▸ Task data

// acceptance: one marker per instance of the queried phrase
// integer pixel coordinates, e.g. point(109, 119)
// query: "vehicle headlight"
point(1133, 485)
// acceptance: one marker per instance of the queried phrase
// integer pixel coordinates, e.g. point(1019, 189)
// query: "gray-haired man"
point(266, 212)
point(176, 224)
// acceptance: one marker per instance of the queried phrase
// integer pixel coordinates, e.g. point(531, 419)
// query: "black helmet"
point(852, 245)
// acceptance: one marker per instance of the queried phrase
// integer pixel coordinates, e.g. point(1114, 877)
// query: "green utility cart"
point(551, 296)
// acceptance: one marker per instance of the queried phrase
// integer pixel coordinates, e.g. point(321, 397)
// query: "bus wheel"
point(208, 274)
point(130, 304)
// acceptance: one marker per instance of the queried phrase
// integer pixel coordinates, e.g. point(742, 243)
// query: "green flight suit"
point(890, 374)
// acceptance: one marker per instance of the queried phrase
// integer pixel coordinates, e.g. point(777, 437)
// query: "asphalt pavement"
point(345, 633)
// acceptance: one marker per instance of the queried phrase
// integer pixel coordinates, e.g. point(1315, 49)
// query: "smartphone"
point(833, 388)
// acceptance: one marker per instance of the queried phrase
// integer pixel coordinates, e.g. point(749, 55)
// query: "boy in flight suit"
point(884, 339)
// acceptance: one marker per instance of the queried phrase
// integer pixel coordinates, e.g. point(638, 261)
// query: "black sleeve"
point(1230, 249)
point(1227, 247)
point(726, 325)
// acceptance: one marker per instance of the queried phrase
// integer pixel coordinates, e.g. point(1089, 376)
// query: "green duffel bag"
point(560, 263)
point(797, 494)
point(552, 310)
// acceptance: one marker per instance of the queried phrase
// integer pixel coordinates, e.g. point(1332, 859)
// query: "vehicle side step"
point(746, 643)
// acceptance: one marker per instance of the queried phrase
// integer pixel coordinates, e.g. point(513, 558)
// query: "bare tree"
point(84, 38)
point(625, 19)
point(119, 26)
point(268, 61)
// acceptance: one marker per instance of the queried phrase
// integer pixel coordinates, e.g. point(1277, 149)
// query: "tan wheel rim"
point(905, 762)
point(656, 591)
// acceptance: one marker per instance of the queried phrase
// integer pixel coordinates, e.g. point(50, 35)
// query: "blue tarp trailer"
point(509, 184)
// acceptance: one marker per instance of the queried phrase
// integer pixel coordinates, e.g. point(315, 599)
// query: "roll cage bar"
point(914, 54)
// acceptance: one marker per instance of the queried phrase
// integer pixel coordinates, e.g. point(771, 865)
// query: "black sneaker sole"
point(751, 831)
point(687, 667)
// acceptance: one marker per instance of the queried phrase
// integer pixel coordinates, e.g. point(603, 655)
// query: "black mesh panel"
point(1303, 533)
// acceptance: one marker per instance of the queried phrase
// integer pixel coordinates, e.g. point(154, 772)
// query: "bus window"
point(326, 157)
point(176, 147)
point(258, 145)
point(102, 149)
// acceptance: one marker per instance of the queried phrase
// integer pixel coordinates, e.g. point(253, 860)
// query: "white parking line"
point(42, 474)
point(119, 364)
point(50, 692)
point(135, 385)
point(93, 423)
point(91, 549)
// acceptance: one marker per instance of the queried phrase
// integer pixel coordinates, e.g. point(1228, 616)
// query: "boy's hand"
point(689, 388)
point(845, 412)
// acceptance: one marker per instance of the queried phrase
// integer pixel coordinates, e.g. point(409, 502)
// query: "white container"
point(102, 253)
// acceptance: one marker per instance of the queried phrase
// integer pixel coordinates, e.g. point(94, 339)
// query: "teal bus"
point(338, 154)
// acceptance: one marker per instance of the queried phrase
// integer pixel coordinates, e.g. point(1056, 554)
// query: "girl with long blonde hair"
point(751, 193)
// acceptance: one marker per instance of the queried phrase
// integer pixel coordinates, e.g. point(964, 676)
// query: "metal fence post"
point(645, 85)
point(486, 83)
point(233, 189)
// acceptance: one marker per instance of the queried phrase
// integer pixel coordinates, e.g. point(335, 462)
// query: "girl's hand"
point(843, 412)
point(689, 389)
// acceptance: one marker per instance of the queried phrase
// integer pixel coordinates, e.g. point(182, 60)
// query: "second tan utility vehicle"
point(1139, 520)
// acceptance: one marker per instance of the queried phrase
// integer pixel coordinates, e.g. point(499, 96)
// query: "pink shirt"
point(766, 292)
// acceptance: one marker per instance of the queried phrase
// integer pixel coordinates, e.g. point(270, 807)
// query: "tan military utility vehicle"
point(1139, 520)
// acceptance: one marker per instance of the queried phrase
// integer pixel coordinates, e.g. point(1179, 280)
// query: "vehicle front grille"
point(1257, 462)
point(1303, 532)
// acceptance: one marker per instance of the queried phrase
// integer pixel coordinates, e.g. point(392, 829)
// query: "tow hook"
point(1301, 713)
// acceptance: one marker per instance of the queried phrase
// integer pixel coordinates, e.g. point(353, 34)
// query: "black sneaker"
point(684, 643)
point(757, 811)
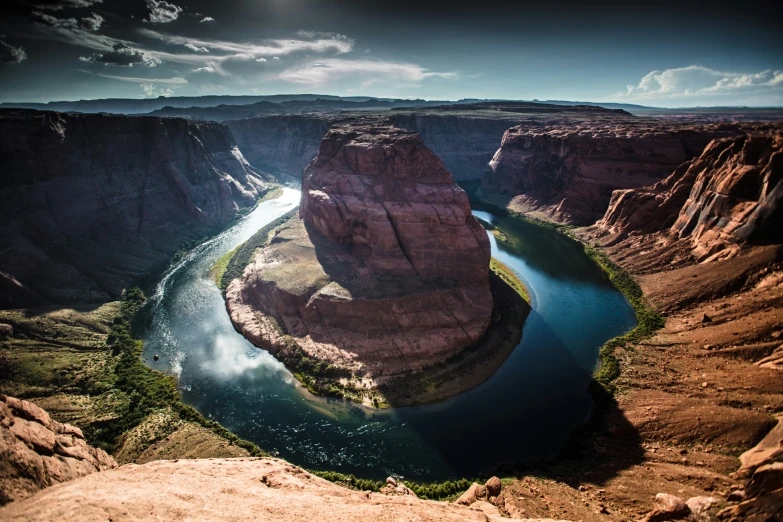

▸ What is being asked
Reproduce word for word everything from the start of the entries down to the line containing "point(345, 633)", with that line included.

▸ Solution for this problem
// acceptance: one marker per instance of the queried phrase
// integer pixel coordinates, e.g. point(109, 119)
// query: "vehicle headlight"
point(1133, 485)
// acceptance: one marker per instance of the queried phrase
// integer pixel coordinates, e.g. point(1019, 189)
// query: "gray-haired man"
point(266, 212)
point(176, 224)
// acceptance: one marker per instance of the queried phrase
// integer pixel coordinates, e.g. point(531, 419)
// query: "black helmet"
point(852, 245)
// acceptance: one marker per instance of the queried phrase
// integer pixel coordinates, e.g. point(1114, 877)
// query: "green utility cart"
point(551, 296)
// acceptance: one marker per instance of the queried phrase
// integer pixel coordinates, e.g. point(321, 397)
// query: "bus wheel"
point(208, 274)
point(130, 304)
// acceptance: one marker per instance of the queried phrase
// integer pixel coordinates, e.g. point(742, 243)
// query: "green flight suit"
point(890, 374)
// acceptance: one marker per instance of the queried phrase
// integer pixel coordinates, e.g. point(777, 437)
// query: "asphalt pavement"
point(345, 633)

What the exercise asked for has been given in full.